━━ Text provided

After the Chinese Communist government previously decriminalized homosexuality in 1997 and removed it from the country's official list of things deemed mental disorders in 2001, a major court decision in China this week has "shocked" various rights monitors by once again classifying homosexuality as among "common psychosexual disorders."
According to South China Morning Post, this latest ruling began with a legal dispute over a higher education textbook, namely the 2013 edition of Mental Health Education for College Students, published by Jinan University Press. A lawsuit filed by a student challenged the book given that it—
...listed homosexuality under "common psychosexual disorders" – along with cross-dressing and fetishism. It stated that homosexuality "was believed to be a disruption of love and sex or perversion of the sex partner".
On Tuesday the Suqian Intermediate People’s Court in the eastern province of Jiangsu upheld a ruling by a lower court that agreed with the textbook's classification, allowing the book to remain in multiple university programs. The court dubbed it a legitimate "academic view" as part of the ruling.
It ends a years' long legal saga the result of which is sure to come under fire from the World Health Organization – not to mention also some of the same progressives in the West who are often heard to defend China and the CCP on a range of issues.
The New York Post reviewed the legal battle leading to this latest deeply controversial ruling as follows:
China’s LGBTQ community has criticized the decision. Ou Jiayong, 24, who filed the lawsuit as a college student in 2017 to get the textbook’s publisher to pull its "poor-quality work" from circulation, called the ruling "random and baseless."
Ah Qiang, a spokesperson for PFLAG, a support group for the queer Chinese community and their families, accused the textbook’s editors and the courts of being out of touch with contemporary culture.
Interestingly it was only as late as 1990 that the WHO itself alongside the United Nations declassified homosexuality as a mental disorder. And according to data from Bank of America, it is still considered 'unlawful' in the criminal codes of up to one-third of nations across the globe.

━━━━

What is required :: Resume the article on the Chinese court ruling about homosexuality in a college textbook, starting right after its last sentence.

━━ Data records

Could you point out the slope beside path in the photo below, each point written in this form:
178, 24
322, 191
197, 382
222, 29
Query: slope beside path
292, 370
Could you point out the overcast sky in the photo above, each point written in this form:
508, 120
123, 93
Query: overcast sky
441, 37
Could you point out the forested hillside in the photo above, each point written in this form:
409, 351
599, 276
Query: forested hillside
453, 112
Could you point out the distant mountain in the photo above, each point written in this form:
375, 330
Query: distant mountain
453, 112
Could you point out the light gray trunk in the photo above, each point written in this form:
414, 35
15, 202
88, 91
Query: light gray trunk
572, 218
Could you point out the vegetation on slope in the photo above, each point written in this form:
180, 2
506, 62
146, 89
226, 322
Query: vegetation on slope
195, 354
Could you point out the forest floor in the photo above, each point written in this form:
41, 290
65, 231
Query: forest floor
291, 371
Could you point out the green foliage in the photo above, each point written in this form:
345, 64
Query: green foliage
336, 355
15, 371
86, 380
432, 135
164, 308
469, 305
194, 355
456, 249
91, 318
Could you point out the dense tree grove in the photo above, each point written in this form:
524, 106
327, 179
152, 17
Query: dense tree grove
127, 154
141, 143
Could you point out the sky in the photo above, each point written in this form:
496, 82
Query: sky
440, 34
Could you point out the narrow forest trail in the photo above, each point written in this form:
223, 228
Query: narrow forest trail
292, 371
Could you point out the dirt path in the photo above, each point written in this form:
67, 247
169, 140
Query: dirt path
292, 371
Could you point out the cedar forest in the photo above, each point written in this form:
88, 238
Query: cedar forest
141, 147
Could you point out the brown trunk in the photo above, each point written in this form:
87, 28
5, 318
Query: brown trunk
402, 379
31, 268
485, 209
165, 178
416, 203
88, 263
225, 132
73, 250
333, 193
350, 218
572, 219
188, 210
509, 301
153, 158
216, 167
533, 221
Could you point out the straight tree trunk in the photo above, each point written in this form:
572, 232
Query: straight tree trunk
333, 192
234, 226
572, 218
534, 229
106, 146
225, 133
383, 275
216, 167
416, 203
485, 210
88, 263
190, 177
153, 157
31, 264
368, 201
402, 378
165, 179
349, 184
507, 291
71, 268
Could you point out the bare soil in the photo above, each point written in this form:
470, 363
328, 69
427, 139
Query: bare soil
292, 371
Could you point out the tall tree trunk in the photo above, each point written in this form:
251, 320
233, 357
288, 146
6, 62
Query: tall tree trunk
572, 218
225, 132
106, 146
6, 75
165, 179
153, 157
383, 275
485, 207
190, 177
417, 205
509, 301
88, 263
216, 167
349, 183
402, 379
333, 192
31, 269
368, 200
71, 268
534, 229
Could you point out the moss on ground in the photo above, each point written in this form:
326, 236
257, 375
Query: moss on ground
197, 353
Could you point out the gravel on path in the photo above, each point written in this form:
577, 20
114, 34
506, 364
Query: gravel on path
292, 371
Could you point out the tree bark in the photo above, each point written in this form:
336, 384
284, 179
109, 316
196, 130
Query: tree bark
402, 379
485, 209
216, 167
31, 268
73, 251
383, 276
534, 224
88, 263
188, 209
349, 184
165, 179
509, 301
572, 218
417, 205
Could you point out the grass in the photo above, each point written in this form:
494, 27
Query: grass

━━━━

Output of the exercise ::
Here's BofA's review of the data:
If LGBTQ+ were a nation, it would be the 4th largest economy in the world at US$3.9tn. Further, LGBT rights have transformed in the past 30 years: 1990 saw the UN declassify homosexuality as a mental disorder, 46 countries have decriminalized homosexuality since 1990, 28 countries have legalized gay marriage as of 2020 and in 2019 the WHO declassified identifying as transgender as a "mental disorder".
However, discrimination and exclusion still occur. 15 countries allow for death penalties or life imprisonment for homosexuality and a further 49 countries have prison sentences. Only 81 countries have some form of employment protection. Positively though, LGBTQ+ acceptance in the US is at record levels aided by growing openness and gender fluidity in younger generations.
All of this also followed the landmark1973 decision by the American Psychiatric Association (APA) to have the 'diagnosis of homosexuality' removed as something which could be pathologized.
Very likely the Biden White House will now add this as the latest among the growing list of human rights abuses cited by the administration, which has lately centered most notably on Muslim Uighur persecution that the Trump administration had deemed "genocide".